Short exercise: All of the data must be printed exactly; please include every line.

— Begin Supplied records —

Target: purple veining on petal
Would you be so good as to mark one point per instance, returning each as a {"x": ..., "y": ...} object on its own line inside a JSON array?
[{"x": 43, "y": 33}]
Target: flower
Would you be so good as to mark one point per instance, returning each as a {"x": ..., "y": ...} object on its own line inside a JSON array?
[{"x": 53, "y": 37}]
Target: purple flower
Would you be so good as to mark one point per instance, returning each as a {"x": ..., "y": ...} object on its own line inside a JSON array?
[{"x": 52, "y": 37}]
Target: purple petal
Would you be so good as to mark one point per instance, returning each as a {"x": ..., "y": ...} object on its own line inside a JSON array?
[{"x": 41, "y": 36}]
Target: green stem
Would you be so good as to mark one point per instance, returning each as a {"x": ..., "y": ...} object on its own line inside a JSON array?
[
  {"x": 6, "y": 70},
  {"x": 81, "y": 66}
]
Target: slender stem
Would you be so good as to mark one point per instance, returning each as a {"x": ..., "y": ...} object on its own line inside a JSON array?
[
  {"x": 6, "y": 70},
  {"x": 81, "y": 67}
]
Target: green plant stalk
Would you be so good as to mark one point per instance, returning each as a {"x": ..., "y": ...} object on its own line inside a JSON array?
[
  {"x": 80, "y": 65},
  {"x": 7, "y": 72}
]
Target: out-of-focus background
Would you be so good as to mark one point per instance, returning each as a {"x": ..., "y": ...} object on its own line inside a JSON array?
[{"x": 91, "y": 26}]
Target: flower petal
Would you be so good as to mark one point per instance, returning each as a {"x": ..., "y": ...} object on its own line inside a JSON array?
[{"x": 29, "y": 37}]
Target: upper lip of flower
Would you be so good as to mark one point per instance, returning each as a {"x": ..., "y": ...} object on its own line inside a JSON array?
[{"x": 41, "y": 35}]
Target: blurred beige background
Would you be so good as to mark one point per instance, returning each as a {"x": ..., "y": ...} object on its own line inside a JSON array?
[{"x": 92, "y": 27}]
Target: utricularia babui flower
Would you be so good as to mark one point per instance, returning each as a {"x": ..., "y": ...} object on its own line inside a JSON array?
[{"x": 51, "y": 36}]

— End Supplied records —

Written solution:
Target: purple veining on petal
Would you be so good as to mark one point per instance, returning each as a {"x": ..., "y": ...} object on its own line inside a JSON array?
[{"x": 43, "y": 33}]
Target: flower
Would you be so good as to mark one point per instance, returning each as a {"x": ..., "y": ...} object on its own line inside a JSON array?
[{"x": 53, "y": 37}]
Target: purple flower
Would you be so good as to mark one point per instance, returning each as a {"x": ..., "y": ...} object on its own line inside a JSON array?
[{"x": 52, "y": 37}]
Target: purple petal
Would you be so good as to mark one point per instance, returning each as a {"x": ..., "y": ...} object on its own line inside a JSON array?
[{"x": 41, "y": 36}]
Target: green stem
Would you be so good as to mark one point per instance, returning each as a {"x": ..., "y": ...} object on its own line inside a JSON array?
[
  {"x": 6, "y": 70},
  {"x": 81, "y": 66}
]
Target: slender stem
Would you be so good as to mark one point per instance, returning each as a {"x": ..., "y": ...} object on its own line inside a JSON array?
[
  {"x": 6, "y": 70},
  {"x": 81, "y": 67}
]
Target: green plant stalk
Would you be so good as to mark one point per instance, returning each as a {"x": ..., "y": ...} object on its own line inside a JSON array?
[
  {"x": 80, "y": 65},
  {"x": 7, "y": 72}
]
Target: out-of-focus background
Would you be so good as to mark one point per instance, returning each as a {"x": ..., "y": ...} object on its own line inside a JSON array?
[{"x": 91, "y": 26}]
Target: flower petal
Would you be so good as to mark one point per instance, returning each as a {"x": ..., "y": ...} object on its own line inside a JSON array?
[{"x": 29, "y": 37}]
Target: upper lip of flower
Would you be so good as to mark one point per instance, returning each as a {"x": ..., "y": ...} object on its own line inside a JSON array?
[{"x": 41, "y": 35}]
Target: blurred beige background
Would you be so good as to mark one point per instance, returning each as a {"x": ..., "y": ...} object on its own line inside a JSON array?
[{"x": 92, "y": 27}]
Target: utricularia babui flower
Would you be so good as to mark one point per instance, returning each as a {"x": ..., "y": ...} object on its own line inside a JSON array?
[{"x": 51, "y": 36}]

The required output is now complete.